(EXERCISE INSTRUCTIONS):
Print each line of the listing once more, precisely as given.

** Begin DATA EXCERPTS **

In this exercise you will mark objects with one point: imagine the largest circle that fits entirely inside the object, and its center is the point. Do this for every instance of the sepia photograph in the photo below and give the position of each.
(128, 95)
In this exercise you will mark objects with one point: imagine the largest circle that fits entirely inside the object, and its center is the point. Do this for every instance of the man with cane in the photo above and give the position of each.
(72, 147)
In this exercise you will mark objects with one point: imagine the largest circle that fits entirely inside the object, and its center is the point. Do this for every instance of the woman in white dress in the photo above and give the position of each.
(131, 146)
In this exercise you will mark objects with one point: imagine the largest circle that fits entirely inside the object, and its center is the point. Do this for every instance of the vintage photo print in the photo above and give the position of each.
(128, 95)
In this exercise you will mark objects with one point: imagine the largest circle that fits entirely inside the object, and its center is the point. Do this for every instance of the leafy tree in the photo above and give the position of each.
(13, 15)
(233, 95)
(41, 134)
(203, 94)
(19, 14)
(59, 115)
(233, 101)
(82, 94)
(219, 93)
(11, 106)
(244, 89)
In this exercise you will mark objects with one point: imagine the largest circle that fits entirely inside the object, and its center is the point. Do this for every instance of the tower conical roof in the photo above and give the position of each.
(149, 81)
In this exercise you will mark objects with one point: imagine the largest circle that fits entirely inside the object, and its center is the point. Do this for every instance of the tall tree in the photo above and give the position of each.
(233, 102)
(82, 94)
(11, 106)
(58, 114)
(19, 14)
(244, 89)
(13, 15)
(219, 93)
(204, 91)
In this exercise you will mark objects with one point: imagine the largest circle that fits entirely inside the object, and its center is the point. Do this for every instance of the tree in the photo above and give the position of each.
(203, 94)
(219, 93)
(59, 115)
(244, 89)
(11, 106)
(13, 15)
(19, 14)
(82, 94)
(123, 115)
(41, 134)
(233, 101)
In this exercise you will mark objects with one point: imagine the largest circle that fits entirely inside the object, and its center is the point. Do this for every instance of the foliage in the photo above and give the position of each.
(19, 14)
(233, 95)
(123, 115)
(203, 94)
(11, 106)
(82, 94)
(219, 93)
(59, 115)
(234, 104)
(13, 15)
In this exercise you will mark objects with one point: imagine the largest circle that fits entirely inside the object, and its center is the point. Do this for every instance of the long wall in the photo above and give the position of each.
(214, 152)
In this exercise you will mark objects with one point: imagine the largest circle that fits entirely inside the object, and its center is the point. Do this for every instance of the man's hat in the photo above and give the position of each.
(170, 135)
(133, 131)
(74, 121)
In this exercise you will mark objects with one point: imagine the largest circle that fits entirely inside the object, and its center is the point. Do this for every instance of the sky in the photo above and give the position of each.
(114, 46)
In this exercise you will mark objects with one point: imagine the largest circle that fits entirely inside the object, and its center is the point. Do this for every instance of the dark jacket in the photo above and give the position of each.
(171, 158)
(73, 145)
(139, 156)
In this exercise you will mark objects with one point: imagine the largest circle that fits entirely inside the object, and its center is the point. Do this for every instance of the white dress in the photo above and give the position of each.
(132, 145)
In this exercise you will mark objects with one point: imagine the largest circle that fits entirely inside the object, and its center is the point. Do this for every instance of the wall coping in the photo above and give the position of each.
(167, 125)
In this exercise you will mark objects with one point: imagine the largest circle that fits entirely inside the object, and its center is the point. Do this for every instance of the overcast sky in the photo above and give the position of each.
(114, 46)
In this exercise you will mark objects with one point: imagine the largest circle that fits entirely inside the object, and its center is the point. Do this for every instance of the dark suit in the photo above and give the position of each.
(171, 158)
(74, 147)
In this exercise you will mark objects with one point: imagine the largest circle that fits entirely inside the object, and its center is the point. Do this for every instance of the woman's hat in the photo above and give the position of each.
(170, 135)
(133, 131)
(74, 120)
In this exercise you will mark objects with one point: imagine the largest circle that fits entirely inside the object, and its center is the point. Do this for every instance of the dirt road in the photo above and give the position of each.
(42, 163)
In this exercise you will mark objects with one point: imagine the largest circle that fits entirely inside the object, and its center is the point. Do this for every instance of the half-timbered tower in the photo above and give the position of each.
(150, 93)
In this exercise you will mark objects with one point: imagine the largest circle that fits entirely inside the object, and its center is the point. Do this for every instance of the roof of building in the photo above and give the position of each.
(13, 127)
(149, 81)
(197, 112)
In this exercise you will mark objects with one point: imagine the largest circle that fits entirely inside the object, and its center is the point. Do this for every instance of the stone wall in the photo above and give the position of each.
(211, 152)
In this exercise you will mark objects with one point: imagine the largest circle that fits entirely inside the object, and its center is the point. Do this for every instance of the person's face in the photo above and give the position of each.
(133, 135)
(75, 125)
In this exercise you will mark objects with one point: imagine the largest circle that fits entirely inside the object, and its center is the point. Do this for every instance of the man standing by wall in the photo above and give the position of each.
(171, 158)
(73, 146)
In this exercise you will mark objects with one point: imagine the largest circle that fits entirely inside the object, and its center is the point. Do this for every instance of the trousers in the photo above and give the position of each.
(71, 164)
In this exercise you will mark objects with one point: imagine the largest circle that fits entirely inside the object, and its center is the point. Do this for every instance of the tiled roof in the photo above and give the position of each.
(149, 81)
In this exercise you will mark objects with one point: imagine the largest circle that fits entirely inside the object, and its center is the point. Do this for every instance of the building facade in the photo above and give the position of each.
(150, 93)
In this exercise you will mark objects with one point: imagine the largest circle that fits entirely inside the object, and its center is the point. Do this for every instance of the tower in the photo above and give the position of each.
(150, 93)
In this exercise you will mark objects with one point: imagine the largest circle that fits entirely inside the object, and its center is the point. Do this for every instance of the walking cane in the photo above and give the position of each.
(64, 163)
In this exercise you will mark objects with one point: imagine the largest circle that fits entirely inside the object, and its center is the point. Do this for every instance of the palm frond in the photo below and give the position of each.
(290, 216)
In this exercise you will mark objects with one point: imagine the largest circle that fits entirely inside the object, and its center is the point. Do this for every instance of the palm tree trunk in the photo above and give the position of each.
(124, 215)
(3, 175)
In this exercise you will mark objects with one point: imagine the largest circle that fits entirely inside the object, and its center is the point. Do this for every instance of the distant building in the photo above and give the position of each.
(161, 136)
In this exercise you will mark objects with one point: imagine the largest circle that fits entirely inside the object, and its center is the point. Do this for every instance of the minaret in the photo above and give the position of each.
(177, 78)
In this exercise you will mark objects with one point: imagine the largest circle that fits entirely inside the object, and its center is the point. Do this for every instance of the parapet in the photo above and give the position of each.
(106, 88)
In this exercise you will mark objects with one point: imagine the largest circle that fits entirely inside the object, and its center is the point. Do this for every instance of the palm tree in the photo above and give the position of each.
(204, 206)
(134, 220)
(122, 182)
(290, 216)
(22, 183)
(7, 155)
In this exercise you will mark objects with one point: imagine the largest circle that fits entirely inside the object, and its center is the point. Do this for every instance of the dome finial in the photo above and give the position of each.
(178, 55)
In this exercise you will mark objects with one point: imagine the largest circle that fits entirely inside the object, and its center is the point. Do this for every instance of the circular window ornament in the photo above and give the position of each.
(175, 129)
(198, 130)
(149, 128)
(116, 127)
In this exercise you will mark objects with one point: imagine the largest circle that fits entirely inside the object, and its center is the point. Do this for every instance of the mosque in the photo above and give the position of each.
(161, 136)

** End DATA EXCERPTS **

(TASK RESPONSE):
In this exercise you will mark objects with one point: imagine the largest circle that fits entirely inside the object, and its center is the point. Do this for every instance of the sepia photograph in the photo below and give the position of each.
(128, 95)
In this exercise you will mark objects with one point: imagine the largest circle that fits entirely inside the object, and its center is the point. Do this for every instance of the man with cane in the photo above and give the position of each.
(72, 147)
In this exercise you will mark objects with one point: imagine the largest circle that fits entirely inside the object, and its center is the point. Do this for every instance of the woman in white dress in the photo above and give the position of each.
(131, 146)
In this exercise you will mark objects with one point: imagine the largest circle that fits entirely inside the object, and its center is the point. Do this for every instance of the vintage photo print in the photo above and give the position of each.
(128, 95)
In this exercise you will mark objects with one point: imagine the largest circle that fits entirely inside the object, and its center is the point. Do this for every instance of the leafy tree in the photo above and give the position of each.
(13, 15)
(233, 95)
(41, 134)
(203, 94)
(19, 14)
(59, 115)
(233, 101)
(82, 94)
(219, 93)
(11, 106)
(244, 89)
In this exercise you will mark objects with one point: imagine the largest circle that fits entirely inside the object, and its center is the point. Do this for every instance of the tower conical roof in the photo above and give the position of each.
(149, 81)
In this exercise you will mark objects with one point: imagine the largest circle that fits entirely inside the object, and its center is the point. Do this for every instance of the tall tree in the photo above and give the position of each.
(233, 102)
(82, 94)
(11, 106)
(58, 114)
(19, 14)
(244, 89)
(13, 15)
(219, 93)
(204, 91)
In this exercise you will mark objects with one point: imagine the largest circle that fits entirely inside the object, and its center is the point. Do this for every instance of the tree in the photo above and give the position of each.
(203, 94)
(219, 93)
(59, 115)
(244, 89)
(11, 106)
(13, 15)
(19, 14)
(82, 94)
(123, 115)
(41, 134)
(233, 101)
In this exercise you will mark objects with one point: imagine the largest circle that fits entirely inside the object, and its center is the point. Do this for every instance of the foliage in the photo above and give the position of each.
(19, 14)
(233, 95)
(123, 115)
(203, 94)
(11, 106)
(82, 94)
(219, 93)
(59, 115)
(234, 104)
(13, 15)
In this exercise you will mark objects with one point: imagine the largest circle that fits entirely inside the object, and its center is the point. Do this for every instance of the long wall in the photo above and give the position of each.
(214, 152)
In this exercise you will mark objects with one point: imagine the largest circle that fits entirely inside the object, and its center is the point. Do this for every instance of the man's hat in the photo above and give the position of each.
(170, 135)
(133, 131)
(74, 121)
In this exercise you will mark objects with one point: imagine the largest circle that fits entirely inside the object, and its center is the point. Do this for every instance of the sky in the photo above and give the position of each.
(114, 46)
In this exercise you will mark objects with one point: imagine the largest circle that fits entirely inside the object, and its center is the point. Do this for every instance of the dark jacket in the photo above and give the position of each.
(171, 158)
(73, 145)
(139, 156)
In this exercise you will mark objects with one point: imagine the largest circle that fits entirely inside the object, and its center is the point. Do this for every instance of the white dress in the photo above and give the position of each.
(132, 145)
In this exercise you will mark objects with one point: imagine the largest circle that fits entirely inside the object, and its center is the point. Do this for every instance of the wall coping in the photo above and give the position of each.
(167, 125)
In this exercise you will mark objects with one point: imagine the largest circle that fits entirely inside the object, and its center is the point. Do this for every instance of the overcast sky in the photo above and give the position of each.
(114, 46)
In this exercise you will mark objects with one point: imagine the largest circle that fits entirely inside the object, and its center is the point. Do this for every instance of the dark suit in the photo above and give the position of each.
(171, 158)
(74, 147)
In this exercise you will mark objects with one point: imagine the largest circle that fits entirely inside the object, and its center is the point. Do this for every instance of the woman's hat in the photo above and give the position of each.
(170, 135)
(133, 131)
(74, 120)
In this exercise you will mark objects with one point: imagine the largest circle that fits entirely inside the object, and its center is the point. Do this for every instance of the dirt road in the photo above and give the position of each.
(42, 163)
In this exercise you will mark objects with one point: imagine the largest circle that fits entirely inside the object, and its center is the point. Do this for every instance of the half-timbered tower in the photo above and give the position of each.
(150, 93)
In this exercise you will mark objects with one point: imagine the largest circle that fits entirely inside the object, and its center is the point. Do this for every instance of the roof of building in the photo above and give the position of each.
(13, 127)
(149, 81)
(197, 112)
In this exercise you will mark objects with one point: imagine the largest circle that fits entirely inside the object, and its center is the point. Do this for every instance of the stone wall in the photo above and give the position of each.
(211, 152)
In this exercise you will mark objects with one point: imagine the largest circle that fits entirely inside the object, and its center is the point. Do this for every instance of the person's face in the photo above and give the position of each.
(133, 135)
(75, 125)
In this exercise you will mark objects with one point: imagine the largest circle that fits entirely inside the object, and its center is the point. Do this for every instance of the man standing by wall in the photo above and give the position of each.
(171, 158)
(73, 146)
In this exercise you will mark objects with one point: imagine the largest circle that fits entirely inside the object, and its center is the point. Do this for every instance of the trousers in the photo above and give the position of each.
(71, 164)
In this exercise you will mark objects with one point: imagine the largest circle that fits entirely inside the object, and its center is the point. Do this for every instance of the tiled roof in the photo above and give the position of each.
(149, 81)
In this exercise you will mark objects with one point: imagine the largest circle that fits entirely inside the object, and its center is the point. Do this for every instance of the building facade in the photo above and give the position of each.
(150, 93)
In this exercise you will mark objects with one point: imagine the largest circle that fits entirely inside the object, and its center is the point. Do this for every instance of the tower in the photo above and give the position of each.
(150, 93)
In this exercise you will mark objects with one point: imagine the largest circle that fits entirely inside the object, and its center is the point. Do this for every instance of the walking cane in the photo above and give the position of each.
(64, 163)
In this exercise you will mark objects with one point: imagine the largest circle that fits entirely inside the object, and its center is the point. Do this for every instance of the palm frond in the photo below and give the position of each.
(290, 216)
In this exercise you will mark objects with one point: imagine the largest circle that fits entirely inside the object, and its center is the point. Do this for every instance of the palm tree trunk in the photo above and give the position of each.
(124, 215)
(3, 175)
In this exercise you will mark objects with one point: imagine the largest circle that fits entirely inside the object, and its center is the point. Do this for every instance of the distant building in the photo above and give the position of each.
(161, 136)
In this exercise you will mark objects with one point: imagine the largest circle that fits entirely inside the object, and its center is the point. Do this for every instance of the minaret in the photo above and give the position of each.
(177, 78)
In this exercise you will mark objects with one point: imagine the largest circle that fits entirely inside the object, and its center is the point. Do this for every instance of the parapet in the photo above and give the position of each.
(106, 88)
In this exercise you will mark objects with one point: imagine the largest circle that fits entirely inside the object, and its center is the point. Do this for every instance of the palm tree in the photo above and give the position of each.
(204, 206)
(134, 220)
(122, 182)
(290, 216)
(22, 183)
(7, 155)
In this exercise you will mark objects with one point: imagine the largest circle that fits entirely inside the object, and its center is the point. Do this for every instance of the dome finial in the photo above and give the position of each.
(178, 55)
In this exercise you will mark objects with one point: imagine the largest circle that fits entirely inside the object, and its center is the point. Do this for every instance of the circular window ornament in the photo above and give the position of each.
(175, 129)
(198, 130)
(149, 128)
(116, 127)
In this exercise you will mark objects with one point: imagine the largest circle that fits entirely inside the object, and its center is the point. Do this for every instance of the mosque in the photo above and give the position of each.
(161, 136)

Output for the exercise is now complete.